▸ **Document section**

WHY DO YOU MAKE US SHIP THINGS WE CAN’T HAVE?
Then it’s time for the actual ritual which—and I know this is going to come as a shock—goes horribly wrong. That’s because Carmilla’s ex finally makes an appearance in the flesh.
I can offer no higher praise for Dominique Provost-Chalkley’s performance than to say that I have never watched Wynonna Earp, but I am GOING. TO. START. The entire cast of Carmilla is appealing and engaging, but when Dominique appears on screen, you just want to say “I THINK WE HAD ALL BETTER SHUT UP, BECAUSE THIS PERSON MIGHT RAISE AN EYEBROW AND WE WOULDN’T WANT TO MISS IT.”
THIS IS THE FACE OF SOMEONE WHO IS IN THE RIGHT LINE OF WORK.
While all Carmilla’s other exes are ready to move on, Elle is still in the “posting an itemized of all your mistakes on your Instagram feed” phase of the breakup. She wants her life back, and she doesn’t really care how many other lives she has to take to get it. (When Carmilla tries to point out the selfishness of this outlook, Elle quite fairly observes that Carmilla subsisted on the blood of the living for 300 years, so she’s not in much of a position to judge.)
What follows is a climax that combines psychological horror, intimacy issues (so, another type of psychological horror), and Carmilla‘s trademark campy humor. Since the film is so new, I’m not going to spoil the ending, except to say that it manages to be both open-ended and satisfying. In fact, its great lesson is that Laura has to learn to find satisfaction despite knowing that life is, by definition, unresolvable, and constantly ricocheting between bliss and doubt and tedium.

Collected data:
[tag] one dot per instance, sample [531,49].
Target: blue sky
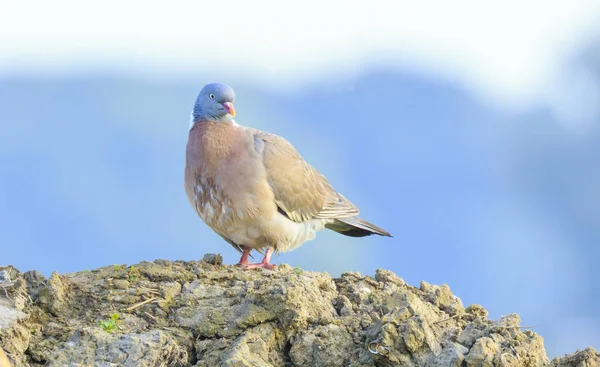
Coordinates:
[479,157]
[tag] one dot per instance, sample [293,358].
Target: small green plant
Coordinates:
[132,273]
[371,297]
[110,325]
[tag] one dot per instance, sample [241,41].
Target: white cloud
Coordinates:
[511,52]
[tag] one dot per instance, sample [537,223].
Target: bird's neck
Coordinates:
[215,140]
[199,115]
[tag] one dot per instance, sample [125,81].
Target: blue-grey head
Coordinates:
[214,103]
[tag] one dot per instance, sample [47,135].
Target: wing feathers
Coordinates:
[300,190]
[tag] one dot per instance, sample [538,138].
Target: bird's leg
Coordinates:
[244,259]
[263,264]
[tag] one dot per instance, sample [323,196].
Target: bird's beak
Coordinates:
[229,107]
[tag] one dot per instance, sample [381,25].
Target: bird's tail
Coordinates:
[356,227]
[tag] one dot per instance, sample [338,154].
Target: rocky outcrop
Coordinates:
[203,313]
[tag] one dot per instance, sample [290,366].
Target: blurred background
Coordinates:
[469,130]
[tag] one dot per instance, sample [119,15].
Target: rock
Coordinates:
[52,296]
[584,358]
[202,313]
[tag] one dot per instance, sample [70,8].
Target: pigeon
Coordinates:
[254,189]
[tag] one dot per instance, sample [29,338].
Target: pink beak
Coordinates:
[229,107]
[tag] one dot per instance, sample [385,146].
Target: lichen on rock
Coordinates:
[207,314]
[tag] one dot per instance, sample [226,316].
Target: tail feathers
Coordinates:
[356,227]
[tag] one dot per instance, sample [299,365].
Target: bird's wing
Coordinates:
[301,192]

▸ **Problem description**
Write out the part of the Carmilla film review that begins at the words "I can offer" and stops after "LINE OF WORK.". These entries have nothing to do with the Carmilla film review.

▸ **Output for this exercise**
I can offer no higher praise for Dominique Provost-Chalkley’s performance than to say that I have never watched Wynonna Earp, but I am GOING. TO. START. The entire cast of Carmilla is appealing and engaging, but when Dominique appears on screen, you just want to say “I THINK WE HAD ALL BETTER SHUT UP, BECAUSE THIS PERSON MIGHT RAISE AN EYEBROW AND WE WOULDN’T WANT TO MISS IT.”
THIS IS THE FACE OF SOMEONE WHO IS IN THE RIGHT LINE OF WORK.